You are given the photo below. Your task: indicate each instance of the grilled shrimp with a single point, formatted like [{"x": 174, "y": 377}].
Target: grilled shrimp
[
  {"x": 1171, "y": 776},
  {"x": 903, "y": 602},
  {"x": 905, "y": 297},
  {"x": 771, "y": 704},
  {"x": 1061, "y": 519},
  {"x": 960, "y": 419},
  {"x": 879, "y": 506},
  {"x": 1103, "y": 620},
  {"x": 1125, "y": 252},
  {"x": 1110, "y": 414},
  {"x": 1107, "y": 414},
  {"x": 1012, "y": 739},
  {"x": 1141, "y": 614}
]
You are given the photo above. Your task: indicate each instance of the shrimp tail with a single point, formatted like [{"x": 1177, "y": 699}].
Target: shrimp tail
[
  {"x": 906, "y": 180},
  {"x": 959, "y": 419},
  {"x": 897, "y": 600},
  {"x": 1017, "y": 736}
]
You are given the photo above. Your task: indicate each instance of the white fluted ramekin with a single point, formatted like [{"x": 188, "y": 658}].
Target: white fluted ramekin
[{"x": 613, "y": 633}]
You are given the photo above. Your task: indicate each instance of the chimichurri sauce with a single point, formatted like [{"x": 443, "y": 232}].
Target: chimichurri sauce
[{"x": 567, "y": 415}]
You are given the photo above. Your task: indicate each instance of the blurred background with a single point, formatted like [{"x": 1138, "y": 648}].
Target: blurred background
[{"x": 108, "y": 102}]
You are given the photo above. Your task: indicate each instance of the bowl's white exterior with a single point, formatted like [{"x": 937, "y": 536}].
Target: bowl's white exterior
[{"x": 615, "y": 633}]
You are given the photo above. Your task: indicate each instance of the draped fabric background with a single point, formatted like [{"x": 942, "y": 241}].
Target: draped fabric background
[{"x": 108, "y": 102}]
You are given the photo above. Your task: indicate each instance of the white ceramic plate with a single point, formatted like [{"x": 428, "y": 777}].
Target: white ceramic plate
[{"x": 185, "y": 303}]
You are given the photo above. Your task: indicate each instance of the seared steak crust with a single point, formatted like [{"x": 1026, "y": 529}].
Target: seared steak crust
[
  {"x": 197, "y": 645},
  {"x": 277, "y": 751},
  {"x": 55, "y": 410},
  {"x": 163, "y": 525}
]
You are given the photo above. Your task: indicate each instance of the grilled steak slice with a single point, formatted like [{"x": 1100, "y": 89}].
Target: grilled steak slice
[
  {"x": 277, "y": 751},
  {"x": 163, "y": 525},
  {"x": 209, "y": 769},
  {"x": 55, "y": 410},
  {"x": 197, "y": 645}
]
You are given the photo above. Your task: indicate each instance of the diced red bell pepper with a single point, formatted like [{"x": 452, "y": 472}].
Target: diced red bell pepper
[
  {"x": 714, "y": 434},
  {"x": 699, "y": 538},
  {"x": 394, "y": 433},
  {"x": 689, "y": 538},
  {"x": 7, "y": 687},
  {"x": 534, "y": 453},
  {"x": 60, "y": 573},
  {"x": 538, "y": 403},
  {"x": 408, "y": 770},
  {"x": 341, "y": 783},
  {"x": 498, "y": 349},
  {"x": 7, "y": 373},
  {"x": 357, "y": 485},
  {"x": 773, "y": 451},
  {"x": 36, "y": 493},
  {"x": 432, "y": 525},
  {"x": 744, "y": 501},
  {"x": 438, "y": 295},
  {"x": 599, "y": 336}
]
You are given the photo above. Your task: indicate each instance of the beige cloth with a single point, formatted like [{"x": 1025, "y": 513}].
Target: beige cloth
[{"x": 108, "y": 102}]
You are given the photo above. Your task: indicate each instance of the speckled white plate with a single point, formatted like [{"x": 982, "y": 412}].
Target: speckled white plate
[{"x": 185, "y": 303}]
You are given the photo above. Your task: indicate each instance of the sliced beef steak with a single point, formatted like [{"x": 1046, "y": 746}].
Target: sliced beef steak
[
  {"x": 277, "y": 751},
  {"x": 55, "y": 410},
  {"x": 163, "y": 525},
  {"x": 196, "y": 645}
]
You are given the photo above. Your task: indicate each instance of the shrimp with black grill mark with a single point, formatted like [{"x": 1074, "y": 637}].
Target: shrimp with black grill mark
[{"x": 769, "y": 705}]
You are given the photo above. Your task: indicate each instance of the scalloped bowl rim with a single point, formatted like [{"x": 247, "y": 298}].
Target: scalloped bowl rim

▸ THE EXERCISE:
Rewrite every one of the records above, changing each "Target" to "Label" and leaving everything else as it is.

▸ RESPONSE BELOW:
You are given the photo below. Your task: indicate each instance of the grilled shrimp with a single point, formatted like [{"x": 174, "y": 377}].
Label: grilled shrimp
[
  {"x": 1171, "y": 776},
  {"x": 903, "y": 602},
  {"x": 905, "y": 297},
  {"x": 771, "y": 704},
  {"x": 1061, "y": 519},
  {"x": 960, "y": 419},
  {"x": 879, "y": 506},
  {"x": 1103, "y": 620},
  {"x": 1125, "y": 252},
  {"x": 1110, "y": 414},
  {"x": 1107, "y": 414},
  {"x": 1012, "y": 739},
  {"x": 1141, "y": 614}
]
You are given the photo above. Your task: indicate each instance of the shrimp tail with a single point, formatted like [{"x": 1177, "y": 699}].
Label: shrimp tail
[
  {"x": 906, "y": 180},
  {"x": 959, "y": 419},
  {"x": 897, "y": 600},
  {"x": 1017, "y": 736}
]
You are given the photo above. Your task: indicate each instance of the white fluted ramekin with a single point, formatted like [{"x": 188, "y": 658}].
Label: white fluted ramekin
[{"x": 613, "y": 633}]
You are given the photo above. Your task: indicate each instance of the chimichurri sauce with a single point, formatted like [{"x": 443, "y": 232}].
Label: chimichurri sauce
[{"x": 567, "y": 415}]
You are given the photo above. Your task: indicate each instance of the blurred background with a single point, formatted like [{"x": 1138, "y": 648}].
Label: blurred background
[{"x": 108, "y": 102}]
You are given the photo above. Your task: indicate each instance of the bowl's white exterior with a single point, formatted like [{"x": 937, "y": 536}].
Label: bowl's white exterior
[{"x": 615, "y": 633}]
You are given the photo above. Your task: indicate each instance of the draped fabric background with a single point, formatted like [{"x": 942, "y": 241}].
Label: draped fabric background
[{"x": 108, "y": 102}]
You are given the photo above. Your task: indicate each instance of the white ceramic plate with a single point, formatted like [{"x": 428, "y": 777}].
Label: white ceramic plate
[{"x": 185, "y": 303}]
You are given the photo above. Your task: indicate each instance of the seared steak crust with a single point, formatted like [{"x": 1026, "y": 529}].
Label: seared steak crust
[
  {"x": 197, "y": 645},
  {"x": 277, "y": 751},
  {"x": 55, "y": 410},
  {"x": 163, "y": 525}
]
You are given the photo above. Your task: indicate each instance of the grilled steak slice with a single point, formatted like [{"x": 1100, "y": 89}].
Label: grilled steak slice
[
  {"x": 277, "y": 751},
  {"x": 163, "y": 525},
  {"x": 209, "y": 769},
  {"x": 55, "y": 410},
  {"x": 197, "y": 645}
]
You are given the photo above. Your task: indicate each instance of the diced red bell pepper with a single point, formatted like [{"x": 452, "y": 472}].
Label: diced red bell pepper
[
  {"x": 714, "y": 434},
  {"x": 699, "y": 538},
  {"x": 394, "y": 433},
  {"x": 689, "y": 538},
  {"x": 7, "y": 687},
  {"x": 534, "y": 453},
  {"x": 60, "y": 573},
  {"x": 538, "y": 403},
  {"x": 408, "y": 770},
  {"x": 341, "y": 783},
  {"x": 498, "y": 349},
  {"x": 7, "y": 373},
  {"x": 357, "y": 485},
  {"x": 773, "y": 451},
  {"x": 36, "y": 493},
  {"x": 432, "y": 525},
  {"x": 744, "y": 501},
  {"x": 438, "y": 295},
  {"x": 599, "y": 336}
]
You are given the photo above. Your task: indicate each instance of the beige cloth with a single point, formatted like [{"x": 1025, "y": 513}].
Label: beige cloth
[{"x": 108, "y": 102}]
You are given the photo above. Your task: indicate each instance of the speckled white plate with a single point, formatted like [{"x": 982, "y": 412}].
Label: speckled white plate
[{"x": 185, "y": 303}]
You are given the photo above. Your task: indicate each instance of the sliced beef steak with a single point, formatted like [{"x": 1046, "y": 746}].
Label: sliced beef steak
[
  {"x": 277, "y": 751},
  {"x": 55, "y": 410},
  {"x": 163, "y": 525},
  {"x": 196, "y": 645}
]
You are given the photo above. Your task: indicate each instance of the shrimp with black grill mark with a single point, formatted like [{"x": 1074, "y": 637}].
Label: shrimp with black grill mark
[{"x": 769, "y": 705}]
You are given the photo above. Your task: indicate each instance of the scalloped bowl rim with a single point, formatted like [{"x": 247, "y": 298}].
Label: scalloped bowl rim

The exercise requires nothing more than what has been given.